-- Short problem A --
According to the compliance text, what do most managers use to reconfirm investors' new issue status each year?
-- Short problem B --
Reproduce word for word the part of the compliance text starting with "Trade Errors. Managers" and going on through "so by year-end.".

[Start of Document segment]

New Issue Status. On an annual basis, a manager needs to confirm or reconfirm the eligibility of investors that participate in initial public offerings or new issues. Most managers reconfirm this via negative consent, i.e., investors are informed of their status as on file with the manager and asked to inform the manager of any changes. No response operates as consent to the current status.

In addition, this is a good time to review your offering documents to confirm that they include FINRA’s anti-spinning rule (Rule 5131), as well as the SEC’s current thresholds for accredited investor and qualified client status, which became effective this year.

ERISA Status. Given the significant problems that can occur from not properly tracking ERISA investors, we recommend that managers also confirm or reconfirm on an annual basis the ERISA status of its investors. This is particularly important for managers that track the underlying percentage or ERISA funds for each investor. This reconfirmation can also be obtained through a negative consent.  [For more information, please see our post on ERISA issues for hedge funds.]

Annual Privacy Policy Notice. On an annual basis, a registered investment adviser must also provide its investors with a copy of its privacy policy, even if there are no changes to the policy.

Annual Compliance Review. On an annual basis, the CCO of a registered investment adviser must conduct an annual review of a manager’s compliance policies and procedures. This annual compliance review should be in writing and presented to senior management. We recommend that you discuss the annual review with your outside counsel, who can provide guidance about the review as well as a template for the review. Managers should be careful that sensitive conversations regarding the annual review are protected by attorney-client privilege. CCOs may also want to consider additions to the compliance program, including implementation of policies relating to use of social media, a hot topic for both managers and regulators in 2011.

Managers who are not registered may still wish to review their procedures and/or implement a compliance program as a best practice.

Trade Errors. Managers should make sure that all trade errors are addressed by the end of the year, pursuant to the manager’s polices regarding trade errors. Documentation of trade errors should be finalized, and if the manager is required to reimburse the funds, it should do so by year-end.

[End of Document segment]
[Start of Source data]

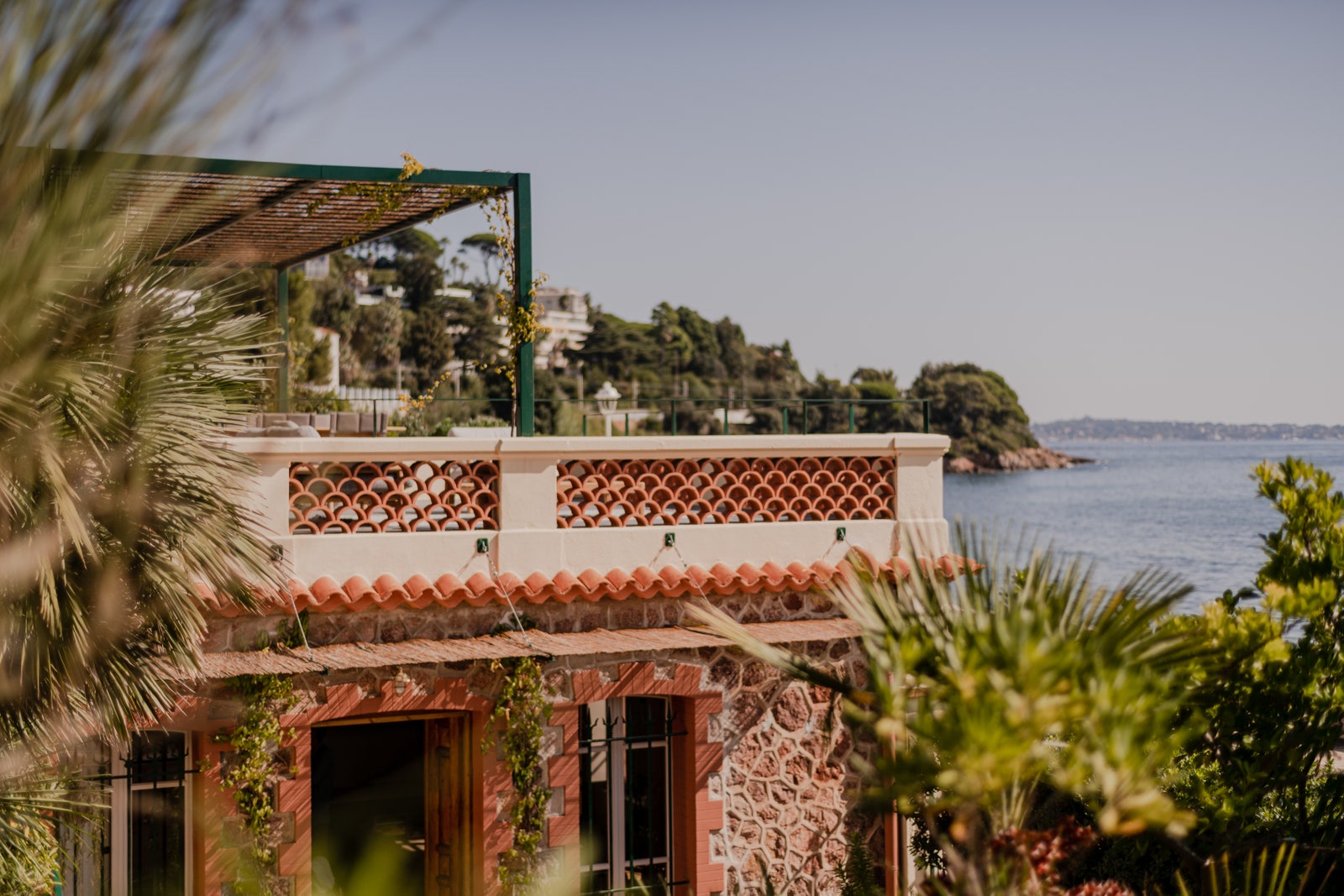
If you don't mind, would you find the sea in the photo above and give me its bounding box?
[943,441,1344,611]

[End of Source data]

-- Answer A --
Negative consent, under which investors are told their status on file and asked to report any changes.

-- Answer B --
Trade Errors. Managers should make sure that all trade errors are addressed by the end of the year, pursuant to the manager’s polices regarding trade errors. Documentation of trade errors should be finalized, and if the manager is required to reimburse the funds, it should do so by year-end.